PAGE TEXT
········
You are viewing a plain text version of this content. The canonical link for it is here.

Posted to user@hbase.apache.org by Austin Heyne <ah...@ccri.com> on 2018/07/23 13:56:51 UTC

Ingest performance after upgrade

Hey all, hopefully this is a simple one.

We've migrated from HBase (on s3) 1.3.2 to 1.4.4, creating a fresh 
instance with all our configuration from the previous one with few 
changes. However, we're seeing ingest run ~100x slower than we saw on 
1.3.2 and the requests per second seem really low at around 3k total for 
a 10 node cluster. We're not seeing any atypical errors but it does seem 
we're seeing a ton of flushes, 1 about every 3 or 4 seconds but the logs 
indicate the flushes are full size ~128MB. I've included our 
configuration below.
········
STORED DATA
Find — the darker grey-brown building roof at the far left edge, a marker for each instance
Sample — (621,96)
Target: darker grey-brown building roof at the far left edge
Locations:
········
Set down the entire HBase ingest post again, word for word. Rely on the HBase ingest post alone, not on the material.

You are viewing a plain text version of this content. The canonical link for it is here.

Posted to user@hbase.apache.org by Austin Heyne <ah...@ccri.com> on 2018/07/23 13:56:51 UTC

Ingest performance after upgrade

Hey all, hopefully this is a simple one.

We've migrated from HBase (on s3) 1.3.2 to 1.4.4, creating a fresh 
instance with all our configuration from the previous one with few 
changes. However, we're seeing ingest run ~100x slower than we saw on 
1.3.2 and the requests per second seem really low at around 3k total for 
a 10 node cluster. We're not seeing any atypical errors but it does seem 
we're seeing a ton of flushes, 1 about every 3 or 4 seconds but the logs 
indicate the flushes are full size ~128MB. I've included our 
configuration below.